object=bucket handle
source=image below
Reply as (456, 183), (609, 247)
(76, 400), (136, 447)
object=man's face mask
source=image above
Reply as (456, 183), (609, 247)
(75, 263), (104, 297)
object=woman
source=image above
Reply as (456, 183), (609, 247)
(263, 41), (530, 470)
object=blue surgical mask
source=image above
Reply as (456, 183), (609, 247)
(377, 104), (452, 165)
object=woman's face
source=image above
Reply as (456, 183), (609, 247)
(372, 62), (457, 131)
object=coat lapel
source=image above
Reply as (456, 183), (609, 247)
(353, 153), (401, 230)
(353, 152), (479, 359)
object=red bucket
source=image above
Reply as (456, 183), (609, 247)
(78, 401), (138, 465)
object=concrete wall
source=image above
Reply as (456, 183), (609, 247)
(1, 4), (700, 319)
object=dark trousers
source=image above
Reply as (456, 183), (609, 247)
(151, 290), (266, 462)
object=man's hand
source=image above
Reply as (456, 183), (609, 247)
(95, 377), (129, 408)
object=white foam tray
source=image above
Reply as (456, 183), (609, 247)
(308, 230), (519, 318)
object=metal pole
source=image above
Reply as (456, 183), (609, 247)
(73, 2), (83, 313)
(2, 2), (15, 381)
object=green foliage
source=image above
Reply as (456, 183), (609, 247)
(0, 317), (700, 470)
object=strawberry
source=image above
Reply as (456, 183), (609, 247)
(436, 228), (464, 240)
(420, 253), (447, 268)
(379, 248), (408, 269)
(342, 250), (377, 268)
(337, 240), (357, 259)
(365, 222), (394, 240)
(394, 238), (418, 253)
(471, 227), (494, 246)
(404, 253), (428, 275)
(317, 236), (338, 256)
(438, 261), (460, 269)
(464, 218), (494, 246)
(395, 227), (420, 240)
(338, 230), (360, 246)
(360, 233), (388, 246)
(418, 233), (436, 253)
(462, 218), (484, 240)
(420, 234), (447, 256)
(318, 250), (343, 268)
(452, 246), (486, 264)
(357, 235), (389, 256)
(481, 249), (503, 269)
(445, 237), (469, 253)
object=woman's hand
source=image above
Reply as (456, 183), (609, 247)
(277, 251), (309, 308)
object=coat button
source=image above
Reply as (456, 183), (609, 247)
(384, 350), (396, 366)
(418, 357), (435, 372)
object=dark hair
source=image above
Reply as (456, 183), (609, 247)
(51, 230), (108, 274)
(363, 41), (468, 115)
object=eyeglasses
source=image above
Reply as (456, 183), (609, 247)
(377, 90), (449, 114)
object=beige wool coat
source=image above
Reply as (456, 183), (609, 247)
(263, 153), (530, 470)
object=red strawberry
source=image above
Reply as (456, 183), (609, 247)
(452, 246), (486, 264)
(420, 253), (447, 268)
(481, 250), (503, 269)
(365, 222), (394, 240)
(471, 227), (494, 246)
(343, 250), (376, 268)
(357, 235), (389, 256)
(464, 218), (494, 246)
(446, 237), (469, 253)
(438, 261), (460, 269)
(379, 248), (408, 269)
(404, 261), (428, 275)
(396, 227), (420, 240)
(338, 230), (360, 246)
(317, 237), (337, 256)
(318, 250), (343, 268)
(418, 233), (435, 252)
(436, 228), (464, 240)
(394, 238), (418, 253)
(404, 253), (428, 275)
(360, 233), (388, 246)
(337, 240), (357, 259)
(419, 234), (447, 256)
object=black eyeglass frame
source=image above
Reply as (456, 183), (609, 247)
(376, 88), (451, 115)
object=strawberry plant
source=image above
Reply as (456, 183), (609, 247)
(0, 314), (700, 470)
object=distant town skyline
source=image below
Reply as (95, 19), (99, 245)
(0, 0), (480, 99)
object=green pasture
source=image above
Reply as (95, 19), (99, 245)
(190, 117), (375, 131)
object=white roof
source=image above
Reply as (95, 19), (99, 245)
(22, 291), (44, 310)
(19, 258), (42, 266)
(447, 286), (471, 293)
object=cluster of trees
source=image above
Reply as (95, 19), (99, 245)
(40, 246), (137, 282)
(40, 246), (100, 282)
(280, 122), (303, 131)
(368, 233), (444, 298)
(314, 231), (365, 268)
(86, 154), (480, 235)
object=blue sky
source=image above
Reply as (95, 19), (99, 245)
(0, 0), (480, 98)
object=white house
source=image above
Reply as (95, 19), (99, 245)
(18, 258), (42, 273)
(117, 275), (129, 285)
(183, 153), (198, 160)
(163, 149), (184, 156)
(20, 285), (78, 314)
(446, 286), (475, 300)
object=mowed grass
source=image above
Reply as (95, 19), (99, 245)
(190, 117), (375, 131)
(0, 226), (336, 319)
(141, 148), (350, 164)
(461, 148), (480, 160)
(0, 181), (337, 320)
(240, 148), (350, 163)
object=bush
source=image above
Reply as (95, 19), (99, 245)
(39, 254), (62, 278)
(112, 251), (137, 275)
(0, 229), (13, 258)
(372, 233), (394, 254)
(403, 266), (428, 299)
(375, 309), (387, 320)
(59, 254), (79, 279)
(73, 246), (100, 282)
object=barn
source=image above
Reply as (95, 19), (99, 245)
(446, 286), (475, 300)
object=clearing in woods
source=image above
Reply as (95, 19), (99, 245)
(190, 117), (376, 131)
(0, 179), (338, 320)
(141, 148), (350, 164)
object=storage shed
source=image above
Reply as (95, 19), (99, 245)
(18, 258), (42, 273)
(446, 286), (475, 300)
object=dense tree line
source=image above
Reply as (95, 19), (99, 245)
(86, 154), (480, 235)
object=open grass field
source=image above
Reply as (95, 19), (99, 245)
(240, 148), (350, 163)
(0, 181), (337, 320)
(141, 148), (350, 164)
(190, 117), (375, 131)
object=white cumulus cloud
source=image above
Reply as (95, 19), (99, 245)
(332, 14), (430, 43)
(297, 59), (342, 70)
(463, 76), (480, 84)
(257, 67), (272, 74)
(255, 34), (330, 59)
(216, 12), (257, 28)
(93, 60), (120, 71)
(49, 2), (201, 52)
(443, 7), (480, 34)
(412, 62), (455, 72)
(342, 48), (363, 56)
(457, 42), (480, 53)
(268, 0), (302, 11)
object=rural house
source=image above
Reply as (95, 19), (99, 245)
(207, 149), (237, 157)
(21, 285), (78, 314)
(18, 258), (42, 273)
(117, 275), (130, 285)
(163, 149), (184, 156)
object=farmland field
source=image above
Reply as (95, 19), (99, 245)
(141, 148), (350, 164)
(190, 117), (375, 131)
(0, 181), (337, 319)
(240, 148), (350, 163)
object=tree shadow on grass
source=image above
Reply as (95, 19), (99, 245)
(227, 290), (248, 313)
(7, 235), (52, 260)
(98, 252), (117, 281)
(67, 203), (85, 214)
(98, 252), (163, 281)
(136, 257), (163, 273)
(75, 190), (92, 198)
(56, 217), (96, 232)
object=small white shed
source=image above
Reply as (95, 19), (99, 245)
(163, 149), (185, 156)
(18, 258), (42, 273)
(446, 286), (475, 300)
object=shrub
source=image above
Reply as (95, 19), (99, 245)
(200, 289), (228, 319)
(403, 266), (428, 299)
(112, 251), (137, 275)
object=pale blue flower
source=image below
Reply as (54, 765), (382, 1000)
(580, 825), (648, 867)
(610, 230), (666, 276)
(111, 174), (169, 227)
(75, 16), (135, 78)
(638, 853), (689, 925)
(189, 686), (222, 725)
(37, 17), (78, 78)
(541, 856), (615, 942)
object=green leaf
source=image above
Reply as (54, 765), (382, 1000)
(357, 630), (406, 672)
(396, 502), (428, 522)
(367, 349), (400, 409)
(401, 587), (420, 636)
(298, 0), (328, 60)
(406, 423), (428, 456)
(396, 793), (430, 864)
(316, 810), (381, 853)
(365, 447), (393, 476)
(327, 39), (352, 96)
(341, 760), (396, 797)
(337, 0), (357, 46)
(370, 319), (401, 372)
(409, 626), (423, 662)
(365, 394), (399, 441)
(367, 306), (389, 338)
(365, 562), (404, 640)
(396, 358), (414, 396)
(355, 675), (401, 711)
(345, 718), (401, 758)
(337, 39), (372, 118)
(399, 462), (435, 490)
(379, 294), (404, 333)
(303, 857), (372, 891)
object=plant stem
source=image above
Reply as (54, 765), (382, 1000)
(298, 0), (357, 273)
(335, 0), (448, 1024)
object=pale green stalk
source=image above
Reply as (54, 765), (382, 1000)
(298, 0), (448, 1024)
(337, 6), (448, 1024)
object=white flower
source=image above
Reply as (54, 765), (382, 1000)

*****

▶ Task directions
Starting at the line that contains "object=blue surgical mask" and ending at the line that contains "(78, 401), (138, 465)", write out the records again with "coat lapel" changed to "coat collar" and everything else left as it is.

▶ Problem solution
object=blue surgical mask
source=image above
Reply as (456, 183), (609, 247)
(377, 104), (452, 165)
object=woman's face
source=image above
Reply as (456, 183), (609, 247)
(372, 62), (457, 131)
object=coat collar
source=image above
Reply as (456, 183), (609, 247)
(353, 153), (401, 230)
(353, 152), (479, 359)
object=red bucket
source=image above
Reply as (456, 183), (609, 247)
(78, 401), (138, 465)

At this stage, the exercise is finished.